Ashcroft quoted the Barclay’s report which said, “Our analysis shows the cashflow generation of the business as having the ability to support a 10% cash return to shareholders in the form of dividends and buybacks in a US$60 per barrel environment - the highest in the sector.” And, sticking to the theme of using hydrocarbon cash flows to invest in a carbon-free future, Ashcroft noted that the analysts said, “The aggregate cashflow of the traditional units is enough to allow bp to ensure competitive cash returns to shareholders, continue to reduce debt, and invest in its low-carbon business.”
In his piece, Guilfoyle also mentioned that Barclays analyst Lydia Rainforth recently named BP the firm’s "top pick" in the European integrated oil and refinery segment. Guilfoyle quoted Rainforth as saying, "The aggregate cash flow of the traditional units is enough to allow BP to ensure competitive cash returns to shareholders, continue to reduce debt and invest in its low-carbon business." This report made headlines across the financial news industry. Rainforth also recently discussed her firm’s big call on CNBC’s “Worldwide Exchange” where she said, “Ultimately, the switch to low carbon will be rewarded by the shareholders. We’re looking at a stock that has a five per cent dividend yield and can potentially double that through the process of share buybacks as well. So, for us, the reasons for our big call are very clear.” However, as bullish as Barclay’s appears to be on BP, the fact is, the company has had plenty of issues in the recent past.

Recorded information |
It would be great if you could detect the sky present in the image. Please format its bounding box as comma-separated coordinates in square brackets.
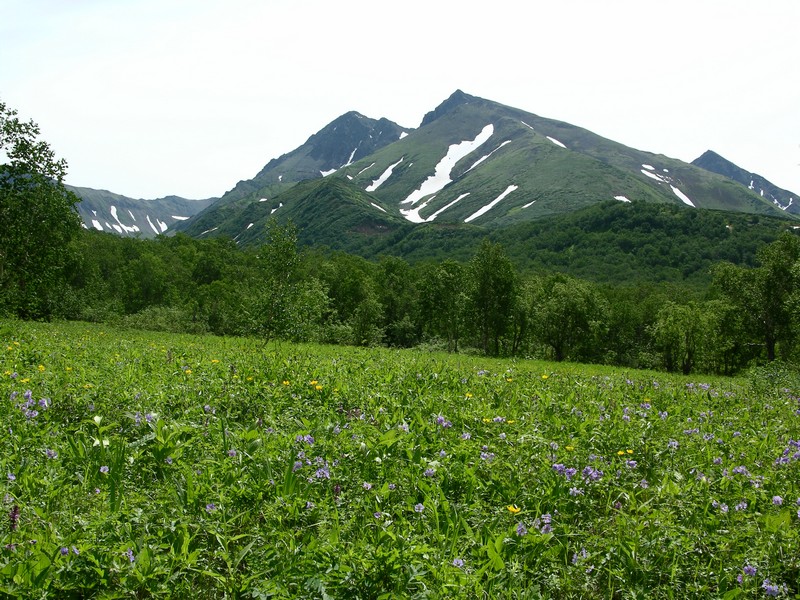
[0, 0, 800, 198]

Action item | Pick up the text on BP and the Barclays analysts' outlook after its last sentence and write the next part.

Task response |
Alan Oscroft, a Nobias 4-star ranked analyst who publishes his work at the Motley Fool, recently highlighted BP’s 2020 struggles in an article, saying, “Investors once saw BP as a top long-term dividend payer. Through all sorts of crises, the dividend didn’t flinch. But the 2020 oil price crash, after the Covid-19 pandemic shut down so much business, was too much. BP slashed its dividend by 35%.” In his article, Guilfoyle mentioned that BP has begun to return more cash to shareholders, saying, “The firm also committed to returning at least 60% of surplus cash flow (define surplus) to shareholders through share repurchases, using the rest to work on the balance sheet. The firm felt this was necessary as it launched a $500 million repurchase program in order to offset the dilutive impact of the vesting of awards made to employees.”
However, this news was actually upsetting to a lot of income oriented investors because instead of the dividend that they’d become used to receiving over the years, seeing BP buy back shares to essentially cover the cost of management share-based compensation was not viewed as a shareholder friendly move. The fact is, BP’s dividend cut during the COVID-19 recession caused a lot of investors to lose faith in this big integrated name. Traditional oil/gas investors continue to question the company’s stark shift towards a focus on renewables; however, others applaud the company’s forward thinking mindset. However, at this point, the sentiment amongst the blue chip (4 and 5-star rated) analysts that the Nobias algorithm tracks is clear.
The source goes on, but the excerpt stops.